Selected text:
Gifts of Depreciable Capital Property

Pursuant to the current subsection 118.1(6), where an individual makes a gift of capital property and the fair market value of the property exceeds its adjusted cost base to the individual, he or she may designate a value between the property's adjusted cost base and its fair market value to be treated as the proceeds of disposition for the purpose of calculating the capital gain and the fair market value of the gift for the purpose of preparing a charitable receipt for the gift.

The NWMM restructures this provision into new subsections 118.1(5.4) and 118.1(6). Subsection 118.1(5.4) outlines the circumstances under which amended subsection 118.1(6) will apply to allow the taxpayer to designate an amount as the proceeds of disposition and fair market value. These circumstances remain generally unchanged, with one notable exception. When the property donated is depreciable capital property, amended subsection 118.1(6) will apply where the value of the gifted capital property is between the undepreciated capital cost of the class the property belongs to and the property's fair market value.

Data extract:
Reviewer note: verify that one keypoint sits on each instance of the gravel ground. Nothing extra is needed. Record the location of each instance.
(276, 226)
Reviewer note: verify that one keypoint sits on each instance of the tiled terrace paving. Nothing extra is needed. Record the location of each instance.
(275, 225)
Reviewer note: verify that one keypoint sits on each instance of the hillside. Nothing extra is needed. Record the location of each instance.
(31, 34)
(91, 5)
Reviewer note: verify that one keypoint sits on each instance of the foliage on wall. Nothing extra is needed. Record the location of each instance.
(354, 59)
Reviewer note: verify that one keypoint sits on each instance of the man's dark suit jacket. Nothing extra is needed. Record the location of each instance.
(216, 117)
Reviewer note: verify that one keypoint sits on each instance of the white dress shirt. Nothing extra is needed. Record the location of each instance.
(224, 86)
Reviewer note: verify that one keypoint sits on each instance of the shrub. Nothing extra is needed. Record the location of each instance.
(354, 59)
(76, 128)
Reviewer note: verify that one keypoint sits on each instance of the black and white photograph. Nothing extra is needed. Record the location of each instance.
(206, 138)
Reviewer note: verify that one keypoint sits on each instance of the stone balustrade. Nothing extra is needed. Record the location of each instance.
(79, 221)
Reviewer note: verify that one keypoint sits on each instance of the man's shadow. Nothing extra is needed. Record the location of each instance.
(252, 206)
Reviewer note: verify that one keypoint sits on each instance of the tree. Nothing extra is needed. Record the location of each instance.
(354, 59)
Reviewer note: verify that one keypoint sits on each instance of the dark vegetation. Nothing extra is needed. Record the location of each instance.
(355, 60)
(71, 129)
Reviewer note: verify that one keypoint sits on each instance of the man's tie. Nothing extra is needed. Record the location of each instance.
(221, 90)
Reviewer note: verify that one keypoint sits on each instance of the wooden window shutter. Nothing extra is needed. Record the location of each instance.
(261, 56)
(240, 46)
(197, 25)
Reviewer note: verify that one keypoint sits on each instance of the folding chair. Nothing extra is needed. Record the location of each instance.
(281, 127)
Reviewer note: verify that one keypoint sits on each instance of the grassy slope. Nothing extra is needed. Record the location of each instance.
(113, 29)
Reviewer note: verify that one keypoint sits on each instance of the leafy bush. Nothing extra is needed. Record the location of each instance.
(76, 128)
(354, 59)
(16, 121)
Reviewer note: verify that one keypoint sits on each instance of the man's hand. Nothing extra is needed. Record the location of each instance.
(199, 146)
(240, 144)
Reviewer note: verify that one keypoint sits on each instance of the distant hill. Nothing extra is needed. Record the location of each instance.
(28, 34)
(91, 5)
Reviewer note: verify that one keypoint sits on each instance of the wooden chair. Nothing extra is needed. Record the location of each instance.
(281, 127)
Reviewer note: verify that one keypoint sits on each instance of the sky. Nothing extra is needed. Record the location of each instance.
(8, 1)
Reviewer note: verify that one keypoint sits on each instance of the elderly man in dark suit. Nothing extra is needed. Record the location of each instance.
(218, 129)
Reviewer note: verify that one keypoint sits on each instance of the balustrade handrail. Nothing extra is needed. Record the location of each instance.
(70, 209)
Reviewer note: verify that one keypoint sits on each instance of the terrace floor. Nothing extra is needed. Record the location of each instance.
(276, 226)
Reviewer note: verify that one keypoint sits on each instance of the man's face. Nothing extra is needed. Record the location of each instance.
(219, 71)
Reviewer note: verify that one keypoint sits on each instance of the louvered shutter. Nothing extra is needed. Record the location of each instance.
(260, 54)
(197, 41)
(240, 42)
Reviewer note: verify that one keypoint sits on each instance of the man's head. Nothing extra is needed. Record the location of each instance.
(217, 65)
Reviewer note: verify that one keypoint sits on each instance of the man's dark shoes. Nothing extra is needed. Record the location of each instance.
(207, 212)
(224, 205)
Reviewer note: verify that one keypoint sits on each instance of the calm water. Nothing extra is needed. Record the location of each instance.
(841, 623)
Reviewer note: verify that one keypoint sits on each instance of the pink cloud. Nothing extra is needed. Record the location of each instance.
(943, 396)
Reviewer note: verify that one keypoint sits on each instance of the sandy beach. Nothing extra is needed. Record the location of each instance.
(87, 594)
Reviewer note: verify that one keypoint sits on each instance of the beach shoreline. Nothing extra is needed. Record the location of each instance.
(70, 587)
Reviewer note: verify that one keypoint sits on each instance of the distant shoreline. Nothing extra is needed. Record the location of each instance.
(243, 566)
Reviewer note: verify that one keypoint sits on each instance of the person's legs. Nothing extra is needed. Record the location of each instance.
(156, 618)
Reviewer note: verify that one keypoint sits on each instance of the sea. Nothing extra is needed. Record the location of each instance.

Exercise requirements:
A. According to the passage on gifts of depreciable capital property, between which two values may an individual designate an amount under the current subsection 118.1(6)?
B. In the passage on gifts of depreciable capital property, list every amount that serves as a lower or upper limit on the value that may be designated.
C. Write the next part of the passage on gifts of depreciable capital property, starting after its last sentence.

Per-task outputs:
A. Between the property's adjusted cost base and its fair market value.

B. Adjusted cost base, fair market value, and undepreciated capital cost of the class the property belongs to.

C.
The amount designated by the individual under the new subsection 118.1(6) may not be less than the greater of:

    (a) the amount of the advantage, if any, received in respect of any gift made after December 20, 2002; and

    (b) in the case of depreciable property, the lesser of the undepreciated capital cost of the class the property belongs to and the property's adjusted cost base; and

    (c) in all other cases, the adjusted cost base of the property.

This effectively allows an individual to reduce the amount of recaptured depreciation that might be calculated in respect of a gift of depreciable property, with a corresponding reduction in the eligible amount of the gift. The amendment was recommended in a Comfort Letter dated February 15, 2000 and appeared in the December 20, 2002 draft legislation.

Definitions of "charitable organization" and "public foundation"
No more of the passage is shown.